Reading text |
>>>>

Monday, 24 October 2016

Wipe On Wipe Off

The cycling hill climb at Coxhoe in Durham and organised by Houghton was the last of the short season events for me and I delivered a moderate ride over 3 minutes to finish yet again in the bottom half of the field. It only proves that you need to train for an event rather than just rolling up and hoping for the best. The climb was short and not really sufficiently steep to suit me. I think next season I may consider moving to the Alps to improve. The cost of living there might be a factor however.  When I dropped into Geneva last month paying for drinks and dinner was like handing over monopoly money. I didn't even get to put a hotel on a square.

So, with the cycling season over, I reverted to my latest misjudged adventure: Karate.

Saturday morning was like waiting outside the headmasters office. A cold sweat. An unwelcome churning in the gut. I was sure I could find a relevant paragraph in the Book of Revelation describing what was about to unfold as I waited for 3 hours for my debut appearance at 'kumite' (a karate term which broadly means 'individual sparring'). All this turmoil took place at the North of England Karate Championships. I was entered into the individual kumite and the team kumite.  Two minutes a bout.

As an aside, I am a fifty something man of small stature. I am not in the peak of youth. I remember the test card and the tufty club. I remember Fanny's Johnny.

There is, I understand, a condition described as 'small man syndrome'. It can result in small men having a chip o'nt shoulder.  Being small doesn't have to be a syndrome, though. I don't feel the need to prove myself every day. I'm even considered quite tall in Glasgow.

<<<<

Exercise prompt |
Say whether each statement below agrees with the blog post, answering yes or no and quoting the words of the post that decide it. 1. The hill climb at Coxhoe was organised by Houghton. 2. The writer finished in the top half of the field at the hill climb. 3. Each kumite bout lasted three minutes.

Available data |
>>>>

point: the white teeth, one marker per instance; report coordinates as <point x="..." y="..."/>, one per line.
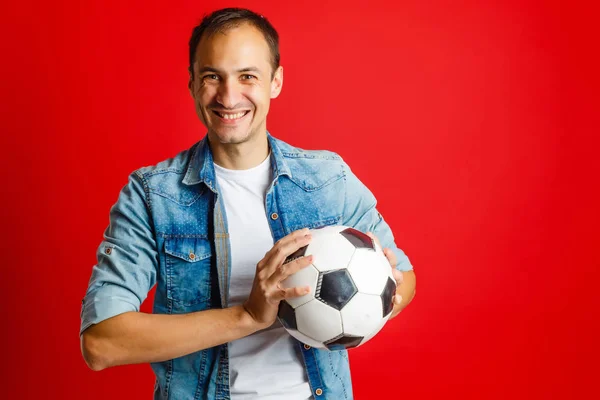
<point x="233" y="116"/>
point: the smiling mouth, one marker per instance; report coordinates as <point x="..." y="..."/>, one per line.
<point x="231" y="116"/>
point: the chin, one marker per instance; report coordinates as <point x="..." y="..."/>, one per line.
<point x="231" y="137"/>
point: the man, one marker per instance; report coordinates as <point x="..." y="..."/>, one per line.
<point x="212" y="228"/>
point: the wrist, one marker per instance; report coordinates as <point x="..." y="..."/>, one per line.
<point x="246" y="321"/>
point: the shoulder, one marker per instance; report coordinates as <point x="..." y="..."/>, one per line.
<point x="302" y="160"/>
<point x="175" y="166"/>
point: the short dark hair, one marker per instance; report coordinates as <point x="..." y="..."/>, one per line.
<point x="227" y="18"/>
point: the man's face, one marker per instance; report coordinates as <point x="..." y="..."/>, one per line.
<point x="232" y="86"/>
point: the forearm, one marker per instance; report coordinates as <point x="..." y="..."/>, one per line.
<point x="135" y="337"/>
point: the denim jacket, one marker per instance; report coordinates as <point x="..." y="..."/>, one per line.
<point x="169" y="228"/>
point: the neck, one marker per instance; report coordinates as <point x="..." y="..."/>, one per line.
<point x="240" y="156"/>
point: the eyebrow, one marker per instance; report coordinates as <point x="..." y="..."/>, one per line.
<point x="213" y="69"/>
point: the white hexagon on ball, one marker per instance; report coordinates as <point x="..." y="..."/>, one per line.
<point x="370" y="271"/>
<point x="318" y="321"/>
<point x="333" y="252"/>
<point x="362" y="314"/>
<point x="305" y="277"/>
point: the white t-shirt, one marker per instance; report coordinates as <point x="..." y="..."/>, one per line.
<point x="267" y="364"/>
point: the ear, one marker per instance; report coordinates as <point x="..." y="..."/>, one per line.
<point x="277" y="82"/>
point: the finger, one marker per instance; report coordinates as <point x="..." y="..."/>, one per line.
<point x="287" y="269"/>
<point x="389" y="254"/>
<point x="289" y="293"/>
<point x="292" y="237"/>
<point x="372" y="236"/>
<point x="398" y="276"/>
<point x="283" y="250"/>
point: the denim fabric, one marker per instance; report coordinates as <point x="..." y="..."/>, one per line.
<point x="169" y="228"/>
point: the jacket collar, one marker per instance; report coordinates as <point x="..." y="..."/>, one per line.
<point x="201" y="168"/>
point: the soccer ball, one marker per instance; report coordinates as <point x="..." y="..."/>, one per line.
<point x="351" y="290"/>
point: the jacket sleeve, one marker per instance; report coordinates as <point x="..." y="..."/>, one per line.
<point x="360" y="212"/>
<point x="127" y="259"/>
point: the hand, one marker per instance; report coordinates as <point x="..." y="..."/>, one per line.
<point x="266" y="293"/>
<point x="389" y="254"/>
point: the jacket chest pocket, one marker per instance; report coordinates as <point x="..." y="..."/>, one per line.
<point x="188" y="266"/>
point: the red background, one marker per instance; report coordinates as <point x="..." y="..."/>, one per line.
<point x="474" y="123"/>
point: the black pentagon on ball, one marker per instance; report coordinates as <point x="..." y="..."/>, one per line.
<point x="387" y="296"/>
<point x="335" y="288"/>
<point x="343" y="342"/>
<point x="358" y="239"/>
<point x="297" y="254"/>
<point x="287" y="315"/>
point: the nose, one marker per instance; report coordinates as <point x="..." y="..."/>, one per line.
<point x="229" y="93"/>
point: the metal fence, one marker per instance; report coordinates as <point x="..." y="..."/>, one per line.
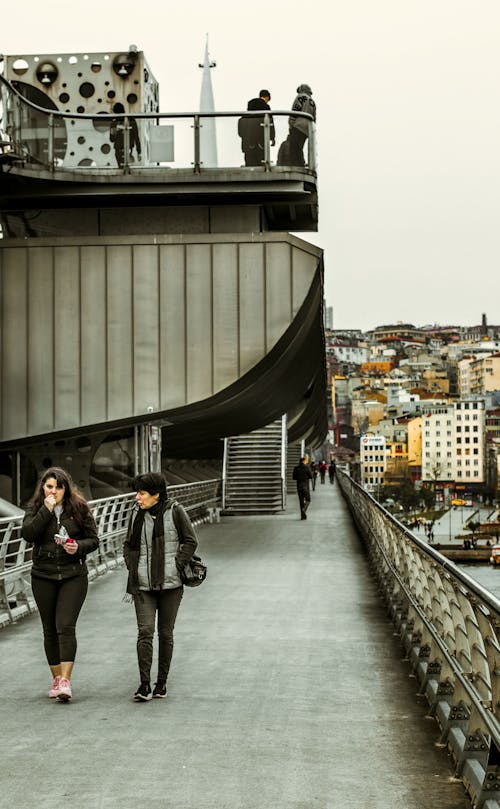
<point x="449" y="627"/>
<point x="201" y="500"/>
<point x="82" y="143"/>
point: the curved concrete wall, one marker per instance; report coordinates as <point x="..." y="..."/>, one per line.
<point x="98" y="330"/>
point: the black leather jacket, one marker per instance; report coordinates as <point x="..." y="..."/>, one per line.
<point x="50" y="561"/>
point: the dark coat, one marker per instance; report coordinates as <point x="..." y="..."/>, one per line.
<point x="302" y="474"/>
<point x="250" y="128"/>
<point x="50" y="561"/>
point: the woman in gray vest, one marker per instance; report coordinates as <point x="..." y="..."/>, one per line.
<point x="160" y="540"/>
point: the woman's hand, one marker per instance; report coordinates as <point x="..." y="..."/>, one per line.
<point x="70" y="546"/>
<point x="50" y="502"/>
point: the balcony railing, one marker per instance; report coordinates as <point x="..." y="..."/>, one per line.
<point x="52" y="141"/>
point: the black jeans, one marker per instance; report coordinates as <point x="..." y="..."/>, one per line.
<point x="59" y="604"/>
<point x="149" y="602"/>
<point x="304" y="499"/>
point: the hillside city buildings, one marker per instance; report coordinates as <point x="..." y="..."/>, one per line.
<point x="419" y="404"/>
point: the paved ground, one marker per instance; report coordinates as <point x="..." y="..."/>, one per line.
<point x="287" y="690"/>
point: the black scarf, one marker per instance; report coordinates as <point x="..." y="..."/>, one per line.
<point x="158" y="545"/>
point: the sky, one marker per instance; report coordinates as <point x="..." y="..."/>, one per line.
<point x="408" y="127"/>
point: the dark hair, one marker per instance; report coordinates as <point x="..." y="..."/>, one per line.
<point x="74" y="503"/>
<point x="151" y="482"/>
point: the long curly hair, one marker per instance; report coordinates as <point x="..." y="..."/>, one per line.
<point x="74" y="503"/>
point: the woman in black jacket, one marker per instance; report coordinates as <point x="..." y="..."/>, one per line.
<point x="59" y="523"/>
<point x="160" y="540"/>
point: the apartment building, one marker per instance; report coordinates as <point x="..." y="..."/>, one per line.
<point x="469" y="445"/>
<point x="372" y="461"/>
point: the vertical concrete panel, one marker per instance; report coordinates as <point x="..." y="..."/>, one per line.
<point x="66" y="337"/>
<point x="226" y="319"/>
<point x="41" y="340"/>
<point x="304" y="266"/>
<point x="14" y="341"/>
<point x="278" y="291"/>
<point x="252" y="305"/>
<point x="93" y="334"/>
<point x="173" y="349"/>
<point x="119" y="337"/>
<point x="199" y="321"/>
<point x="146" y="328"/>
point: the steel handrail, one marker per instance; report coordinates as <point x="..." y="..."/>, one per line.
<point x="449" y="625"/>
<point x="154" y="117"/>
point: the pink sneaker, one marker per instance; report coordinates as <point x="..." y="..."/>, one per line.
<point x="64" y="692"/>
<point x="54" y="691"/>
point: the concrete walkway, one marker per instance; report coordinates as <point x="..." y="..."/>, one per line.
<point x="287" y="689"/>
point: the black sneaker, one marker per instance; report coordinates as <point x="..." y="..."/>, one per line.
<point x="143" y="693"/>
<point x="160" y="690"/>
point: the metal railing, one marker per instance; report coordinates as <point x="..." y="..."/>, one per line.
<point x="449" y="626"/>
<point x="50" y="140"/>
<point x="201" y="500"/>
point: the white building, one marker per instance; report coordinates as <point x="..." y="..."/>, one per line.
<point x="453" y="443"/>
<point x="372" y="459"/>
<point x="469" y="455"/>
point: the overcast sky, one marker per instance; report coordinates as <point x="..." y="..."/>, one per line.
<point x="407" y="93"/>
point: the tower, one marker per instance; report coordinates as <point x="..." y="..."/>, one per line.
<point x="208" y="138"/>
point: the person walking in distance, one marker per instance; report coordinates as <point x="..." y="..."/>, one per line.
<point x="160" y="540"/>
<point x="59" y="524"/>
<point x="299" y="127"/>
<point x="251" y="130"/>
<point x="302" y="475"/>
<point x="314" y="470"/>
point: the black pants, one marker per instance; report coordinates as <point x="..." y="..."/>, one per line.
<point x="59" y="604"/>
<point x="147" y="604"/>
<point x="304" y="499"/>
<point x="297" y="140"/>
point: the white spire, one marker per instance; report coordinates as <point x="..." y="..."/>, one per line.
<point x="208" y="137"/>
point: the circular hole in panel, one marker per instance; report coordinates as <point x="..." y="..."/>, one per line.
<point x="20" y="67"/>
<point x="87" y="89"/>
<point x="102" y="125"/>
<point x="47" y="73"/>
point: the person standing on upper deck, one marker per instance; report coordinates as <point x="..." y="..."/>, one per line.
<point x="299" y="127"/>
<point x="251" y="130"/>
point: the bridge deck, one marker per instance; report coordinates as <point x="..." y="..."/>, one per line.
<point x="287" y="689"/>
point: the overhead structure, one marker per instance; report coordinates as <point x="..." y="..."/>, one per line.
<point x="146" y="299"/>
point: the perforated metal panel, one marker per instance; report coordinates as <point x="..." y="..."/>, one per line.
<point x="84" y="83"/>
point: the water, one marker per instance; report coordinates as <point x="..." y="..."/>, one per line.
<point x="487" y="575"/>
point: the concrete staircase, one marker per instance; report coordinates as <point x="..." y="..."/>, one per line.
<point x="254" y="467"/>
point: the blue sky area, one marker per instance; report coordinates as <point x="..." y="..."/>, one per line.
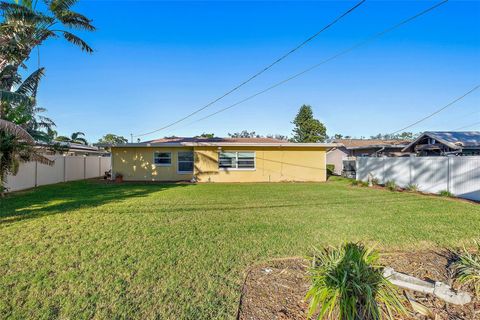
<point x="156" y="61"/>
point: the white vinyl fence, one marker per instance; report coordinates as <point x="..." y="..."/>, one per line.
<point x="66" y="168"/>
<point x="459" y="175"/>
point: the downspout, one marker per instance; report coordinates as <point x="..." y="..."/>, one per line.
<point x="379" y="150"/>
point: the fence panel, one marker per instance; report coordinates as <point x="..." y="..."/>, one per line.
<point x="459" y="175"/>
<point x="74" y="168"/>
<point x="105" y="164"/>
<point x="465" y="173"/>
<point x="51" y="174"/>
<point x="65" y="168"/>
<point x="92" y="167"/>
<point x="24" y="179"/>
<point x="373" y="166"/>
<point x="430" y="173"/>
<point x="398" y="170"/>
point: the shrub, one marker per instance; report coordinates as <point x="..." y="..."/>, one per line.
<point x="445" y="193"/>
<point x="359" y="183"/>
<point x="412" y="187"/>
<point x="468" y="268"/>
<point x="391" y="185"/>
<point x="348" y="283"/>
<point x="330" y="169"/>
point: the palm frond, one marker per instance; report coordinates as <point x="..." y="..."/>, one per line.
<point x="35" y="156"/>
<point x="58" y="6"/>
<point x="70" y="37"/>
<point x="62" y="139"/>
<point x="30" y="85"/>
<point x="17" y="131"/>
<point x="76" y="20"/>
<point x="13" y="97"/>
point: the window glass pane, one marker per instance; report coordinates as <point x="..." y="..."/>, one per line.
<point x="185" y="156"/>
<point x="227" y="160"/>
<point x="246" y="163"/>
<point x="163" y="154"/>
<point x="246" y="160"/>
<point x="246" y="155"/>
<point x="162" y="158"/>
<point x="185" y="166"/>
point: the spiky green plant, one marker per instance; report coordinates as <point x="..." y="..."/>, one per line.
<point x="412" y="187"/>
<point x="445" y="193"/>
<point x="391" y="185"/>
<point x="468" y="267"/>
<point x="348" y="284"/>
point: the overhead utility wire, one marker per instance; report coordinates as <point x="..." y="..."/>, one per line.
<point x="259" y="72"/>
<point x="467" y="126"/>
<point x="439" y="110"/>
<point x="337" y="55"/>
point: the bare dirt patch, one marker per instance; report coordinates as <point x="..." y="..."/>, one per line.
<point x="276" y="290"/>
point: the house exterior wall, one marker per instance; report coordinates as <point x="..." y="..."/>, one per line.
<point x="336" y="157"/>
<point x="136" y="164"/>
<point x="272" y="164"/>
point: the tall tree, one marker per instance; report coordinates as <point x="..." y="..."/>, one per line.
<point x="307" y="128"/>
<point x="76" y="137"/>
<point x="112" y="139"/>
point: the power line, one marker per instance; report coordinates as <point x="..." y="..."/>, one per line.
<point x="259" y="72"/>
<point x="439" y="110"/>
<point x="467" y="126"/>
<point x="337" y="55"/>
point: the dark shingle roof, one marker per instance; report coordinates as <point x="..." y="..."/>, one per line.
<point x="207" y="140"/>
<point x="453" y="139"/>
<point x="465" y="138"/>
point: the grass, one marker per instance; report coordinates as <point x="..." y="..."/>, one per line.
<point x="90" y="250"/>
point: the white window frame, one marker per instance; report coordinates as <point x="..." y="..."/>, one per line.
<point x="178" y="162"/>
<point x="236" y="161"/>
<point x="162" y="164"/>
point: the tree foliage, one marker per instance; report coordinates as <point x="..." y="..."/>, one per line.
<point x="112" y="139"/>
<point x="23" y="26"/>
<point x="76" y="137"/>
<point x="307" y="128"/>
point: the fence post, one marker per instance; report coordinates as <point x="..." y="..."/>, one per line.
<point x="449" y="173"/>
<point x="410" y="168"/>
<point x="84" y="167"/>
<point x="36" y="173"/>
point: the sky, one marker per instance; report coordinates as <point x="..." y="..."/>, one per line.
<point x="157" y="61"/>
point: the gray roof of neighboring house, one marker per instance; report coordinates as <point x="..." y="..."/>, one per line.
<point x="453" y="139"/>
<point x="189" y="142"/>
<point x="74" y="146"/>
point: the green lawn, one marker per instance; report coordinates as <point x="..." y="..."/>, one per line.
<point x="90" y="250"/>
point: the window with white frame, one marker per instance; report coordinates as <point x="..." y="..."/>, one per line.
<point x="162" y="158"/>
<point x="236" y="160"/>
<point x="185" y="162"/>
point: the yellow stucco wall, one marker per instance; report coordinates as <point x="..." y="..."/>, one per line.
<point x="136" y="164"/>
<point x="272" y="164"/>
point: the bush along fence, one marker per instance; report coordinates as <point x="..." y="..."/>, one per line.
<point x="66" y="168"/>
<point x="459" y="176"/>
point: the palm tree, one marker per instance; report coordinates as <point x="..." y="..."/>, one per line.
<point x="76" y="137"/>
<point x="25" y="27"/>
<point x="20" y="124"/>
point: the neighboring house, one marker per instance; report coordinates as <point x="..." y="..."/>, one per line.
<point x="442" y="143"/>
<point x="220" y="160"/>
<point x="350" y="148"/>
<point x="71" y="149"/>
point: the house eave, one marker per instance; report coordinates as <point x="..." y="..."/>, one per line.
<point x="226" y="144"/>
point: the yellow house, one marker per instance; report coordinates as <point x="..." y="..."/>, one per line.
<point x="220" y="160"/>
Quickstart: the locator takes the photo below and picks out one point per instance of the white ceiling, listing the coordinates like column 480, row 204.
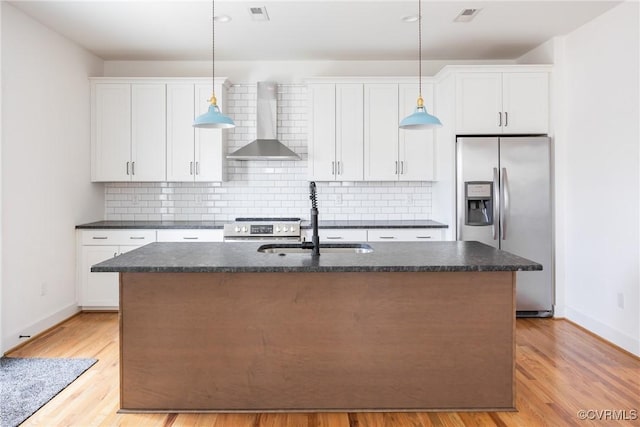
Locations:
column 310, row 30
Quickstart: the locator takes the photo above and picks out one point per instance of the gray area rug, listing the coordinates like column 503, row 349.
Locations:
column 27, row 384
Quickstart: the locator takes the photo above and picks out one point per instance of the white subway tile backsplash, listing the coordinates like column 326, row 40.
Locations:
column 271, row 188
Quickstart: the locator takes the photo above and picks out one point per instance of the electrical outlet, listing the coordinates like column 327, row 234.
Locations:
column 620, row 300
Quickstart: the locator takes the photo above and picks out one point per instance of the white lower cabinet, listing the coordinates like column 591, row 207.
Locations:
column 99, row 291
column 336, row 235
column 190, row 235
column 404, row 234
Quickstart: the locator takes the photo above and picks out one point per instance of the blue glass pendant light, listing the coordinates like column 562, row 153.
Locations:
column 420, row 119
column 213, row 118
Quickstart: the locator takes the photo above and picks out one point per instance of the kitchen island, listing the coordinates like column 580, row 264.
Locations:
column 410, row 326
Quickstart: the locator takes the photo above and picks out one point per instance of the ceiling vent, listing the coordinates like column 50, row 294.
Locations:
column 259, row 13
column 467, row 15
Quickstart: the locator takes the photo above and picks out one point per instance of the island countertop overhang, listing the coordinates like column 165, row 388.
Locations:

<<<<

Output for this task |
1. Yes: "The cycling hill climb at Coxhoe in Durham and organised by Houghton"
2. No: "to finish yet again in the bottom half of the field"
3. No: "Two minutes a bout."